━━━ EXTRAIT DU DOCUMENT ━━━

Suit, Une épopée picaresque (25’) où Philippe Rouyer explique les différences entre le livre de Thomas Berger et le scénario, l’approche assez pessimiste du sujet, peut-être influencée par le désenchantement ressenti à la fin des années hippies, exprimé par Alice’s Restaurant. Le mauvais accueil du film aux USA marqua, pour Arthur Penn, le début d’une traversée du désert, un vide de cinq ans avant ses prochains films, Night Moves (toujours absent des bacs) et Missouri Breaks. Pas sûr qu’il soit pertinent de voir, comme certains l’ont soutenu, dans la représentation du massacre de Washita River une allusion au massacre de My Lai, perpétré cent ans plus tard, pendant la guerre du Vietnam, spéculation probablement hasardeuse dans la mesure où Arthur Penn avait déjà écrit son scénario plusieurs années avant le massacre.

Vient ensuite Arthur Penn, le réalisateur, sur le tournage de Little Big Man (1970, 26’) Le cinéaste dit vouloir réaliser un western inhabituel en portant un regard plus critique sur l’histoire des années suivant la guerre de Sécession. Il est tant investi dans la réalisation qu’on le voit mimer à voix basse les dialogues, mettre l’oeil à l’objectif, courir à droite et à gauche, veiller à tout. Dustin Hoffman intervient alors pour dire que tout le monde s’ennuie sur le tournage… sauf le réalisateur ! On assiste aussi à son maquillage en vieillard et aux hurlements qu’il pousse dans sa loge pour s’érailler la voix.

Dans Les multiples facettes de Dustin Hoffman (1970, 14’), l’acteur se souvient avoir appris à monter à cheval, trois heures par jour, et avoir dû mémoriser de longs dialogues, allant pour certains jusqu’à quatre pages. Il a aussi appris que l’acteur doit accepter de n’être pas toujours attirant et à mettre une partie de lui-même dans l’interprétation de son personnage pour donner l’illusion de ne pas jouer, mais d’être le personnage.

━━━ DONNÉES RECUEILLIES ━━━

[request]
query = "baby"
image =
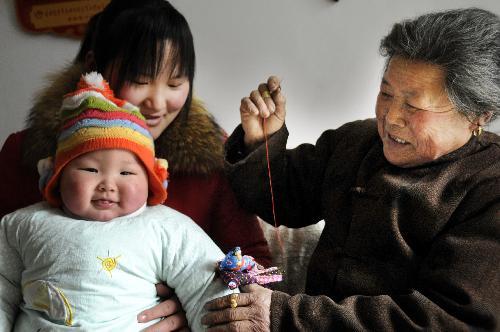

━━━

* CONSIGNES
(A) Recopiez le passage du texte sur Little Big Man, de "Suit, Une épopée" à "avant le massacre.".
(B) Prolongez le texte sur Little Big Man en reprenant après sa dernière phrase.

* RÉPONSES
(A)
Suit, Une épopée picaresque (25’) où Philippe Rouyer explique les différences entre le livre de Thomas Berger et le scénario, l’approche assez pessimiste du sujet, peut-être influencée par le désenchantement ressenti à la fin des années hippies, exprimé par Alice’s Restaurant. Le mauvais accueil du film aux USA marqua, pour Arthur Penn, le début d’une traversée du désert, un vide de cinq ans avant ses prochains films, Night Moves (toujours absent des bacs) et Missouri Breaks. Pas sûr qu’il soit pertinent de voir, comme certains l’ont soutenu, dans la représentation du massacre de Washita River une allusion au massacre de My Lai, perpétré cent ans plus tard, pendant la guerre du Vietnam, spéculation probablement hasardeuse dans la mesure où Arthur Penn avait déjà écrit son scénario plusieurs années avant le massacre.

(B)
Pour finir, la bande-annonce originale, en anglais et en français (en réalité un teaser de 4’) et la bande-annonce de 2016.

Little Big Man

Image - 5,0 / 5

L’image (2.35:1, 1080p, AVC) est d’une parfaite propreté si l’on oublie de très occasionnels scintillements et fourmillements uniquement discernables sur les fonds de ciel clair dans quelques plans, le prix à payer pour sauvegarder la texture argentique d’origine.

La fraîcheur et la finesse des couleurs, soigneusement étalonnées, la fermeté des contrastes témoignent de la qualité de la restauration sur laquelle on ne nous dit rien (s’agit-il de celle opérée fin 2011 pour la première édition sur Blu-ray par Paramount ?)

Little Big Man

Son - 5,0 / 5

Deux formats sont proposés pour la version originale, DTS-HD Master Audio 5.1 ou mono 1.0, les deux d’une irréprochable propreté. J’ai préféré la remastérisation 5.1 : réalisée avec délicatesse, elle donne plus d’ampleur à l’accompagnement musical de John Hammond pour guitare et harmonica et une discrète sensation d’immersion dans l’action. On n’entendra pas les objections des puristes qui pourront se rabattre sur la piste mono d’origine.

Le doublage en français (DST-HD Master Audio 1.0), d’une bonne qualité technique, souffre du manque de naturel des dialogues.

Little Big Man

Crédits images : © 1970 HILLER PRODUCTIONS, LTD. AND STOCKBRIDGE PRODUCTIONS, INC. Tous droits réservés. © 2016 CBS STUDIOS INC. CBS et tous les logos apparentés sont des marques de CBS BROADCASTING INC. Tous droits réservés.

Configuration de test
  • Vidéo projecteur JVC DLA-X70BRE
  • OPPO BDP-93EU
  • Denon AVR-4520
  • Kit enceintes/caisson Focal Profile 918, CC908, SR908 et Chorus V (configuration 7.1)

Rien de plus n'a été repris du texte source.